Consignes:
• A. D'après l'extrait sur les rapports entre chef d'orchestre et metteur en scène, pourquoi l'arrivée tardive d'un chef pose-t-elle problème ?
• B. Résumez en deux phrases l'extrait consacré aux rapports entre chef d'orchestre et metteur en scène.
• C. Reprenez l'extrait sur les rapports entre chef d'orchestre et metteur en scène à la suite de sa dernière phrase et poursuivez-le.

Extrait du document:
On par­le sou­vent de con­fronta­tions entre le chef d’orchestre et le met­teur en scène. Per­son­nelle­ment, je n’ai jamais vécu cela à l’opéra. Je pense qu’à défaut de con­fronta­tion, il y a sou­vent des enjeux de pou­voir. Surtout quand le tra­vail de l’un empiète sur celui de l’autre et que la mise en scène, par exem­ple, empêche la musique de fonc­tion­ner. Mais la présence d’un chef d’orchestre dès le début des répéti­tions évite bien des ten­sions parce que la musique est une con­stante, et plus tôt la mise en scène s’habitue à l’interprétation du chef, mieux les choses avan­cent. En revanche, l’arrivée tar­dive d’un chef est prob­lé­ma­tique parce qu’il risque d’imposer des exi­gences sur une mise en scène bien avancée. J’apprécie le fait qu’il y ait des met­teurs en scène vision­naires, avec une approche du théâtre à l’opéra. Dans ce cas-là, je me perçois comme l’ambassadrice du com­pos­i­teur : si l’expression musi­cale demandée par le com­pos­i­teur ne cor­re­spond pas, voire s’oppose à l’action scénique, il faut en dis­cuter avec le met­teur en scène, et envis­ager une solu­tion qui per­me­tte aux deux medi­ums de s’exprimer. Pour garder l’esprit essen­tiel de l’œuvre, je peux trou­ver une solu­tion musi­cale qui préserve l’idée ini­tiale du met­teur en scène. Et si le met­teur en scène exige quelque chose de dif­fi­cile de la part des chanteurs, je dois être là pour défendre le chanteur ou le met­teur en scène, tout dépend ! Je respecte le domaine du met­teur en scène. Ce n’est pas à moi de dire si j’aime ou pas sa vision, d’autant que les bons met­teurs en scène ne pro­posent jamais une vision sans une idée forte der­rière. Je veille seule­ment à ce que les dif­férents aspects de la pro­duc­tion coex­is­tent pleine­ment, quand bien même le con­cept de la mise en scène n’est pas à mon goût ou si je trou­ve les cos­tumes étranges. Sincère­ment, ce n’est pas à moi d’en juger : ce domaine, c’est le ter­ri­toire de l’autre.

Données sources:

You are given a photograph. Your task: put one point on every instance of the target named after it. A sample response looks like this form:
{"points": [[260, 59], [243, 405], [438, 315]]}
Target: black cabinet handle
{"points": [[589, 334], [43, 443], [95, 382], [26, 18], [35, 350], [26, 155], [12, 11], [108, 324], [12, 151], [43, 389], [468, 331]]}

Réponses:
• A. Parce que le chef risque d'imposer des exigences sur une mise en scène déjà bien avancée.

• B. À défaut de confrontation, les rapports entre chef d'orchestre et metteur en scène comportent souvent des enjeux de pouvoir, que la présence du chef dès le début des répétitions permet d'apaiser. Se considérant comme l'ambassadrice du compositeur, la personne qui s'exprime cherche avec le metteur en scène une solution lorsque musique et action scénique s'opposent, tout en respectant son domaine sans juger sa vision.

• C.
Je crois en l’expérimentation scénique à l’opéra.

Je crois en l’opéra comme forme d’art mais pour une réus­site du genre, il faut que tous ses élé­ments soient en har­monie, et c’est pour cela que je défends l’expérimentation dans la mise en scène. Dans tous les cas, il faut laiss­er la place à une nou­velle manière de voir les choses. Mais encore, il ne faut pas penser la mise en scène comme une provo­ca­tion gra­tu­ite, mais plutôt comme une “mise en pen­sée”. Qu’elle soit réal­isée avec bon ou mau­vais goût, tout dépend de la déf­i­ni­tion don­née au goût, le but étant de faire redé­cou­vrir cer­taines choses. Je ne dis pas que toutes les pro­duc­tions mod­ernes sont extra­or­di­naires, mais les anci­ennes ne sont pas for­cé­ment des références. Le décor est une façade, ou bien une fenêtre de la mise en scène — dans le meilleur des cas, il est la clé du dia­logue entre les médi­ums artis­tiques — mais le véri­ta­ble con­tenu d’une vision scénique, c’est la direc­tion d’ac­teurs, à savoir la com­plex­ité des rela­tions humaines et l’in­ter­ac­tion entre les per­son­nages. Il faut chercher, encore et encore, sinon on se lim­ite à une lec­ture vide de tout sens.

Rusalka à l’Opéra national de Paris

L’Opéra nation­al de Paris est une très belle mai­son lyrique. Chaque fois que je viens ici, j’y vis une expéri­ence artis­tique mer­veilleuse, avec des chanteurs excep­tion­nels, un orchestre de très haut niveau, et des grands met­teurs en scène, comme Krzysztof War­likows­ki, Guy Cassiers ou Robert Carsen. Dans Rusal­ka de Dvořák que je dirige en ce moment, j’ai vrai­ment droit à une dis­tri­b­u­tion vocale de luxe ! Les chanteurs sont tous au top niveau et je me rends chaque matin aux répéti­tions avec un grand sourire !
C’est la pre­mière fois que je dirige Rusal­ka et j’adore cette œuvre. Sa dimen­sion féerique m’a ren­due très songeuse pen­dant les répéti­tions : entr­er dans cette bulle de magie est une chose mag­nifique, mais il y existe aus­si un mes­sage pro­fond sur l’amour et le par­don. Bien que je sois très engagée dans la musique con­tem­po­raine, je mesure à quel point cet univers de rêve et de féerie nour­rit égale­ment l’âme ; la beauté fait pleur­er et nous devons pro­téger, à tout prix, cette expéri­ence de l’enchantement dans notre monde. »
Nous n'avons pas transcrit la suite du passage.